Entries drawn from a collection
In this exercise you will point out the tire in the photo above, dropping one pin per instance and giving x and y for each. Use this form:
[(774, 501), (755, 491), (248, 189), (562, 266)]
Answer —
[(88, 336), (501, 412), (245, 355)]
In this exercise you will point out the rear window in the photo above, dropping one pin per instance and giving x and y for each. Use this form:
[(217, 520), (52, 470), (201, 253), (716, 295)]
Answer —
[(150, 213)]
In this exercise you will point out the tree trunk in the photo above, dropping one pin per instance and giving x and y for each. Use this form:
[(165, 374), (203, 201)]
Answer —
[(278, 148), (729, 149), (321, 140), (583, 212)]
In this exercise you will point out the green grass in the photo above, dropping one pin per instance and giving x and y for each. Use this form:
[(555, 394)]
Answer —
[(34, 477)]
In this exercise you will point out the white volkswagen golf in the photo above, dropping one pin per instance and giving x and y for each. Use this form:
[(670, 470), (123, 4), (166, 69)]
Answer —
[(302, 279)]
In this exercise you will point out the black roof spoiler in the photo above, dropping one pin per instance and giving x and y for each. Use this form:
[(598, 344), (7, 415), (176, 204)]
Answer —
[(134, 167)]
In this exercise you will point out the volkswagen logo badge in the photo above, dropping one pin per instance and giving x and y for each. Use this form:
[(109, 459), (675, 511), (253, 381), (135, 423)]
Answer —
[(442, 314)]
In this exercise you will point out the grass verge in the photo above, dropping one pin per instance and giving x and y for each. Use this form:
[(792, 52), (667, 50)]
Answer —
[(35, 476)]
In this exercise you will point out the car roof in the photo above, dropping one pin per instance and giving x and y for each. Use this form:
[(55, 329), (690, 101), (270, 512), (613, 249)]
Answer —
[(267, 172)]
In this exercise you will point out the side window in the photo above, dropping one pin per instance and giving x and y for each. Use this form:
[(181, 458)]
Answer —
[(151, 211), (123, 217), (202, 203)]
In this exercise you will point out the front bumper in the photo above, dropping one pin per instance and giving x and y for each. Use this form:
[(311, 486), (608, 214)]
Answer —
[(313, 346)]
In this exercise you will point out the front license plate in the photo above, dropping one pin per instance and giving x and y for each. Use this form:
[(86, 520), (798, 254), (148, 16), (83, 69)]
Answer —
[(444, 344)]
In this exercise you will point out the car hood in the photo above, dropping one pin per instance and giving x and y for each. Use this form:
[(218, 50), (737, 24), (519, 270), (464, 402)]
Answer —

◆ REQUEST
Can you put the lines of the records into a JSON list of strings, one string per line with blank lines left out, covering only the part that opens with the line containing "In this exercise you will point out the car roof" and runs through the end of the records, both ends included?

◆ COMPLETED EXERCISE
[
  "In this exercise you will point out the car roof in the photo above, dropping one pin per instance and giving x and y for each. Use this form:",
  "[(55, 329), (690, 101), (270, 512), (613, 249)]",
  "Answer —",
  "[(267, 172)]",
  "In this exercise you will point out the side window in the photo above, dropping one pin per instance and giving x and y for each. Use this form:",
  "[(181, 458)]",
  "Answer —",
  "[(151, 211), (123, 217), (202, 203)]",
  "In this exercise you will point out the front bumper in the photo above, dropping one pin per instance and giving x and y for each. Use this form:",
  "[(311, 486), (608, 214)]",
  "Answer —",
  "[(313, 346)]",
  "In this exercise you will point out the front license plate in the photo above, dropping one pin per instance and giving x and y for each. Use this form:",
  "[(86, 520), (798, 254), (148, 16), (83, 69)]",
  "Answer —",
  "[(444, 344)]",
  "In this exercise you will point out the car hood in the photo above, dropping one pin per instance and giving x and y for each. Use this form:",
  "[(218, 50), (737, 24), (519, 270), (464, 402)]",
  "Answer —"
]